(Records from a point labeling set)
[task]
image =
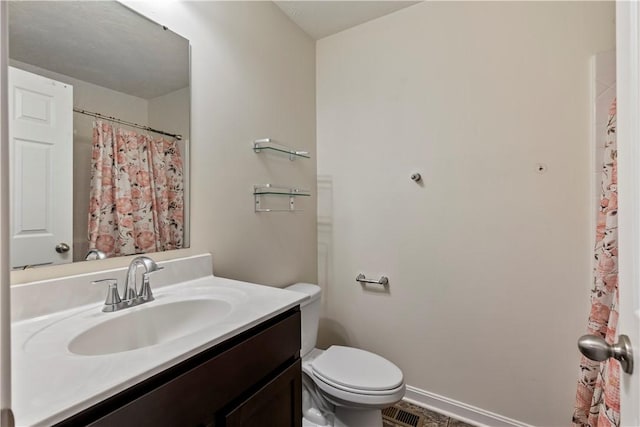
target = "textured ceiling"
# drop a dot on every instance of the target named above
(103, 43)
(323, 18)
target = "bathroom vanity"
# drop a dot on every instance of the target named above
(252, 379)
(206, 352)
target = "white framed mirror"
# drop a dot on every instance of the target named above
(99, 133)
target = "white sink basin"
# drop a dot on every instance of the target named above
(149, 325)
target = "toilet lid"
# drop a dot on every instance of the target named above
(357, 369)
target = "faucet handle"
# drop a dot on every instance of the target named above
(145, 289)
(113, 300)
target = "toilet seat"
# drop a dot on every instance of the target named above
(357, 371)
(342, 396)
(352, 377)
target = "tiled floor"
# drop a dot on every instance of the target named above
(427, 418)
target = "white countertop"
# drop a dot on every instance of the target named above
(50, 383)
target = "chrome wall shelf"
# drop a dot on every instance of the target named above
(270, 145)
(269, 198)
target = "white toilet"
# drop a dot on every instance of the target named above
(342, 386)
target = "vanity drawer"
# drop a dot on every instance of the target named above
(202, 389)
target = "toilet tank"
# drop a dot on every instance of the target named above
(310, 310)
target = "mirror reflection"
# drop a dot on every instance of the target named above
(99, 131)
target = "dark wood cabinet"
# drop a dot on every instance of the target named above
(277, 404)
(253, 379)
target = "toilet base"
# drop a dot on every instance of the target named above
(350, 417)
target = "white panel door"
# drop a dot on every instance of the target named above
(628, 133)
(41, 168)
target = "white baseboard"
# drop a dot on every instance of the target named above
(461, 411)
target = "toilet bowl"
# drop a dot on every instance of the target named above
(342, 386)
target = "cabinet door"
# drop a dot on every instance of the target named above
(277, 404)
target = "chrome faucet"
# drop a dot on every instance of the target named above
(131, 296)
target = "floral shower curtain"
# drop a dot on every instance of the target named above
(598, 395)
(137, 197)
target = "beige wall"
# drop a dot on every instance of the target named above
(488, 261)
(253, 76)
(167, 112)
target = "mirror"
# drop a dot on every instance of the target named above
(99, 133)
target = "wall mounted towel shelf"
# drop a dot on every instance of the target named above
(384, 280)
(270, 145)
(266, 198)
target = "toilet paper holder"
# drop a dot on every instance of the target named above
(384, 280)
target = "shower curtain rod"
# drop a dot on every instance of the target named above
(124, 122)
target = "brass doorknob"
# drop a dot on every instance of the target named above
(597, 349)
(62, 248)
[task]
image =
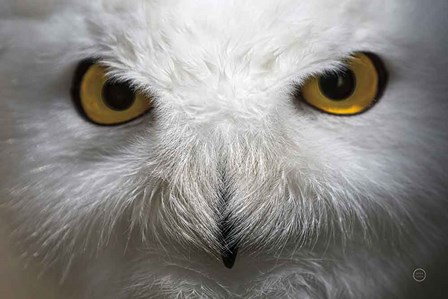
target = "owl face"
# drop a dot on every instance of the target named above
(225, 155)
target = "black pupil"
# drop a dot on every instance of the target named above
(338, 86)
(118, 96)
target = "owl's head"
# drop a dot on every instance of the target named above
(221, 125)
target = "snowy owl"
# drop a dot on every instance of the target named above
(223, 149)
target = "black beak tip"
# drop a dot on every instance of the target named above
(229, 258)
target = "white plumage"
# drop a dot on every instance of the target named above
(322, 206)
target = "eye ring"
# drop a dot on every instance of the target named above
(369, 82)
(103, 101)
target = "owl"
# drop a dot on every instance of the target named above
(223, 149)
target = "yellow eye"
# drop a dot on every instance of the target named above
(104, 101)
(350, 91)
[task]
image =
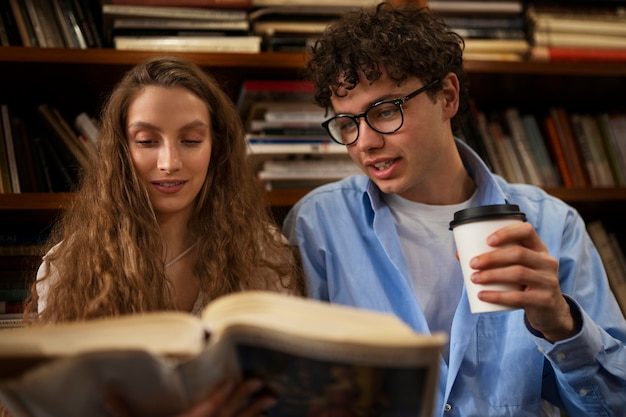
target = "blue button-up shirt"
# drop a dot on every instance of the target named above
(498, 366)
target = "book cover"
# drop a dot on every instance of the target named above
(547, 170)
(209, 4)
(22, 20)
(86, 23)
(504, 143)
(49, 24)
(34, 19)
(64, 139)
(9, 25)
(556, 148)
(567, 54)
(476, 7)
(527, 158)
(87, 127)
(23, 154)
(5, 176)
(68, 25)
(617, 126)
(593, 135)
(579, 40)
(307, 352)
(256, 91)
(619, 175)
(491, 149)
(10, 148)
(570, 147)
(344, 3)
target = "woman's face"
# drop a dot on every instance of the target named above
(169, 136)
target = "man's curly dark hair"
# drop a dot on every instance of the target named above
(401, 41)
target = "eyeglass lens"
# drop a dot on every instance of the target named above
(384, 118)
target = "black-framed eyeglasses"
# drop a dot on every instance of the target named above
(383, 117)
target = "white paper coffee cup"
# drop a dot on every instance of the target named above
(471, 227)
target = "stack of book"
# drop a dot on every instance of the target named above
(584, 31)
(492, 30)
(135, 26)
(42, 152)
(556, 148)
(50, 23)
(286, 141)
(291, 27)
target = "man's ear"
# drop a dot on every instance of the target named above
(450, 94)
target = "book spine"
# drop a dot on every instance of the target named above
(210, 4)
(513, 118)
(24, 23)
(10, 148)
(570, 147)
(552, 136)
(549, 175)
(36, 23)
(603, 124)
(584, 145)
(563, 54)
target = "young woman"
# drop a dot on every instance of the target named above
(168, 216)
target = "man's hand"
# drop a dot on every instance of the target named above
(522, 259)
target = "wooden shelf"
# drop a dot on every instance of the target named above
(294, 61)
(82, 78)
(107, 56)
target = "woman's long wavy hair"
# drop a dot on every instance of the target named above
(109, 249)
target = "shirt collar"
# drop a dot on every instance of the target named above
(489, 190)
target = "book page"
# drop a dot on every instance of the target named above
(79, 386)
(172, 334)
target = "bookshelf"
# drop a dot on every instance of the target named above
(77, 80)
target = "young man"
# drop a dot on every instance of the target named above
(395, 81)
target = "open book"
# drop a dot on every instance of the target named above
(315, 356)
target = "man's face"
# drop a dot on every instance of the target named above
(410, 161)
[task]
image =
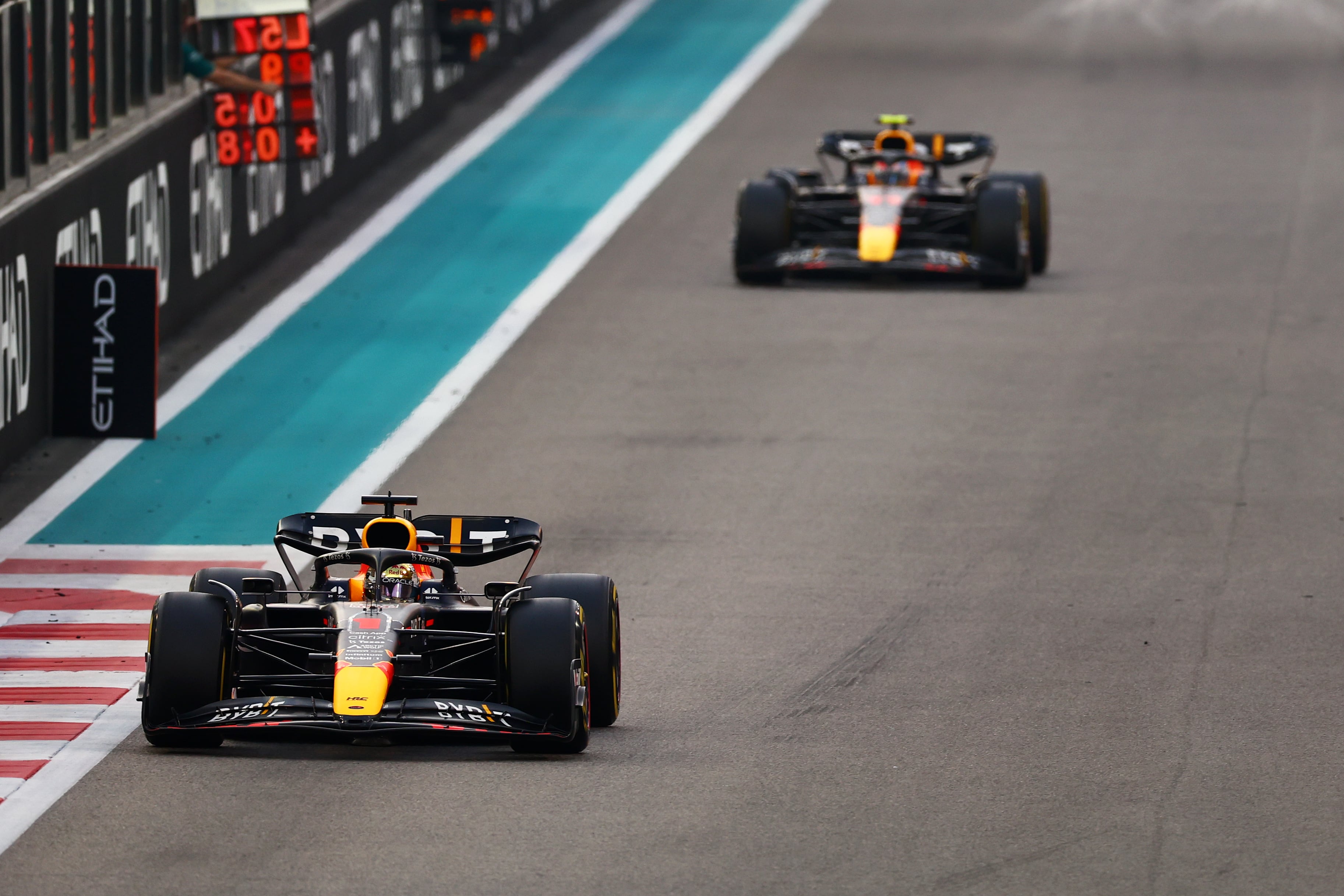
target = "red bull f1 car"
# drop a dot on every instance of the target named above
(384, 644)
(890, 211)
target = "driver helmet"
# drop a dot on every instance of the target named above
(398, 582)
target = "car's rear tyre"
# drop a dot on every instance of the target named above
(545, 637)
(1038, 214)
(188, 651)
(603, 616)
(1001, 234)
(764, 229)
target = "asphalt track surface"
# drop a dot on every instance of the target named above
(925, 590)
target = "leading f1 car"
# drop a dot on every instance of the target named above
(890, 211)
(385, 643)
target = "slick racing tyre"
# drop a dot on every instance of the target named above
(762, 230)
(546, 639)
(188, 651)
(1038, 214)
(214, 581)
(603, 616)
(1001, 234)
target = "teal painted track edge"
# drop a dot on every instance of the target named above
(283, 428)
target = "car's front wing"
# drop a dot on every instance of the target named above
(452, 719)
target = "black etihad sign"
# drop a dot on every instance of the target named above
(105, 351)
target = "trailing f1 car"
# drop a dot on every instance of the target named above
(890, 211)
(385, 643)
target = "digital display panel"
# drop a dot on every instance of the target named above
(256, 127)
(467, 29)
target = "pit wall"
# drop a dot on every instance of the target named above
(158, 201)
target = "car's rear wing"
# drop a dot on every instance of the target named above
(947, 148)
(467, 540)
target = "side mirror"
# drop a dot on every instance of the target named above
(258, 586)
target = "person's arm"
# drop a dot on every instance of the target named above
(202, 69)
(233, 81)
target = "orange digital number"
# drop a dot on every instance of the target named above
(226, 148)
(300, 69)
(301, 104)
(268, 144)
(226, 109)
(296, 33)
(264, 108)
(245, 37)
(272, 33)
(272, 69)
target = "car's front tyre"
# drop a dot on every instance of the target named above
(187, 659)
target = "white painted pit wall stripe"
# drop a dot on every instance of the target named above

What the task requires :: In the copy, include no pictures; restate the listing above exactly.

Output below ::
[task]
image =
target = "textured ceiling"
# drop a dot on every instance of the target named above
(103, 43)
(323, 18)
target = "bathroom vanity"
# drop a dot on every instance of the target named above
(252, 379)
(206, 352)
target = "white framed mirror"
# drop a dot on every instance of the target named above
(99, 133)
target = "white sink basin"
# drop a dot on every instance of the target named above
(149, 325)
target = "toilet lid"
# drop a dot on every instance of the target named above
(357, 369)
target = "faucet handle"
# drop a dot on every instance of the target named above
(145, 289)
(113, 300)
target = "toilet seat"
# drop a dot on every instance of the target named above
(357, 371)
(342, 396)
(352, 377)
target = "tiled floor"
# drop a dot on every instance of the target named above
(427, 418)
target = "white countertop"
# drop a dot on every instance of the target named above
(50, 383)
target = "chrome wall shelf"
# drop a dot on every instance of the target named above
(270, 145)
(269, 198)
target = "white toilet"
# drop a dot on every instance of the target named above
(342, 386)
target = "vanity drawer"
# drop a dot on every instance of the target named above
(202, 389)
target = "toilet tank"
# drop a dot on every instance of the target named above
(310, 310)
target = "mirror reflection"
# drop a dot on every instance of the target named above
(99, 131)
target = "dark wood cabinet"
# drop a dot on every instance of the target named above
(277, 404)
(253, 379)
target = "toilet base"
# drop a dot on every instance of the target named above
(350, 417)
target = "white panel door"
# drop a dot on every instance of the target named above
(628, 133)
(41, 168)
target = "white baseboard"
# drop a dot on every instance of the target named above
(461, 411)
target = "toilet bowl"
# drop a dot on every instance of the target named above
(342, 386)
target = "cabinet door"
# drop a dot on every instance of the target named above
(277, 404)
target = "chrome faucet"
# drop a dot on every instance of the target named above
(131, 296)
target = "floral shower curtain"
# drop a dot on every instance of the target named above
(598, 395)
(137, 197)
target = "beige wall"
# drop a dot on every instance of the target named above
(488, 261)
(253, 76)
(167, 112)
target = "mirror"
# drop a dot on every instance of the target named above
(99, 133)
target = "wall mounted towel shelf"
# drop a dot on every instance of the target named above
(384, 280)
(270, 145)
(266, 198)
target = "toilet paper holder"
# drop a dot on every instance of the target named above
(384, 280)
target = "shower curtain rod"
# drop a dot on every instance of the target named above
(124, 122)
target = "brass doorknob"
# drop a dot on every instance of the target named above
(597, 349)
(62, 248)
[task]
image =
target = "owl face"
# drop a dot on every instance of the target named above
(225, 155)
target = "black pupil"
# drop a dot on every instance of the target named above
(338, 86)
(118, 96)
target = "owl's head"
# drop a dot on every instance of the target named above
(221, 125)
target = "snowy owl"
# drop a dot on every instance of the target named above
(223, 149)
target = "black beak tip"
# drop a dot on every instance of the target named above
(229, 258)
target = "white plumage"
# drop a dot on every instance of the target named above
(322, 206)
target = "eye ring"
# drop a dot on every instance of the target named above
(369, 82)
(103, 101)
target = "owl"
# drop a dot on every instance of the target named above
(223, 149)
target = "yellow eye"
# drop a dot on every instance of the target named above
(104, 101)
(350, 91)
[task]
image =
target = "blue button-up shirt"
# drop a dot on every instance of the target named above
(498, 366)
target = "book cover"
# drop a dot on every instance of the target named above
(547, 170)
(209, 4)
(22, 20)
(86, 23)
(504, 143)
(49, 24)
(34, 19)
(64, 139)
(9, 25)
(556, 148)
(567, 54)
(476, 7)
(527, 158)
(87, 127)
(23, 154)
(5, 176)
(68, 25)
(617, 126)
(593, 135)
(579, 40)
(307, 352)
(256, 91)
(619, 175)
(491, 149)
(10, 148)
(570, 147)
(344, 3)
target = "woman's face"
# drop a dot on every instance of the target named above
(169, 136)
target = "man's curly dark hair"
# drop a dot on every instance of the target named above
(401, 41)
target = "eyeglass lens"
# drop a dot on every instance of the target named above
(384, 118)
target = "black-framed eyeglasses"
# drop a dot on every instance of the target named above
(383, 117)
target = "white paper coffee cup"
# drop a dot on every instance of the target named above
(471, 227)
target = "stack of book"
# drop a dot on every instance of the target named above
(584, 31)
(492, 30)
(135, 26)
(42, 152)
(556, 148)
(50, 23)
(286, 141)
(291, 27)
target = "man's ear"
# drop a dot on every instance of the target named above
(450, 94)
target = "book spine"
# drop a dot on every instance of the target named above
(210, 4)
(513, 118)
(24, 23)
(10, 148)
(570, 147)
(552, 136)
(549, 175)
(36, 23)
(603, 124)
(584, 145)
(563, 54)
target = "young woman"
# drop a dot on every instance of the target named above
(168, 216)
target = "man's hand"
# drop a dot on every instance of the target named above
(522, 259)
target = "wooden shelf"
# drop a dot on every instance of the target named above
(294, 61)
(82, 78)
(107, 56)
target = "woman's long wavy hair"
# drop a dot on every instance of the target named above
(109, 249)
target = "shirt collar"
# drop a dot on every instance of the target named above
(489, 190)
target = "book page"
# drop a dot on every instance of the target named above
(79, 386)
(172, 334)
target = "bookshelf"
# drop a dot on every instance of the target named above
(77, 80)
target = "young man"
# drop a dot on every instance of the target named above
(395, 81)
target = "open book"
# drop a dot on every instance of the target named above
(315, 356)
target = "man's face"
# drop a dot on every instance of the target named above
(410, 161)
[task]
image =
target = "red bull f1 car"
# drop a dot on every instance of the target named above
(384, 644)
(890, 211)
target = "driver helmet"
# drop a dot on every instance of the target named above
(398, 582)
target = "car's rear tyre"
# drop a dot on every instance of the target named above
(545, 637)
(1038, 214)
(188, 651)
(603, 616)
(1001, 234)
(764, 229)
target = "asphalt track surface"
# drop a dot on every instance of the target named above
(925, 590)
target = "leading f1 car"
# drop a dot on every instance of the target named above
(890, 211)
(385, 643)
target = "slick racing tyre"
# drop a dot on every instance of the target named above
(762, 230)
(546, 639)
(188, 651)
(1038, 214)
(214, 581)
(603, 616)
(1001, 234)
target = "teal painted track edge"
# drop a dot on every instance of the target named above
(283, 428)
target = "car's front wing"
# drop a dot on every instance of the target named above
(452, 719)
target = "black etihad sign"
# drop a dot on every instance of the target named above
(105, 351)
target = "trailing f1 car"
# drop a dot on every instance of the target named above
(890, 211)
(385, 643)
target = "digital display panel"
# drop a dot on every instance of the target named above
(256, 127)
(467, 29)
target = "pit wall"
# drop a dot on every instance of the target named above
(158, 201)
target = "car's rear wing"
# drop a dot on every instance of the target named above
(947, 148)
(467, 540)
target = "side mirror"
# drop a dot on every instance of the target named above
(258, 586)
target = "person's arm"
# drop a dot on every instance of the target named above
(202, 69)
(233, 81)
target = "orange digital number"
# drop a dot on every instance of the target named above
(226, 148)
(300, 69)
(301, 104)
(268, 144)
(226, 109)
(296, 33)
(264, 108)
(245, 37)
(272, 33)
(272, 69)
target = "car's front tyre"
# drop a dot on every instance of the target named above
(187, 659)
target = "white painted pit wall stripe"
# drop a dot on every instance of the target named above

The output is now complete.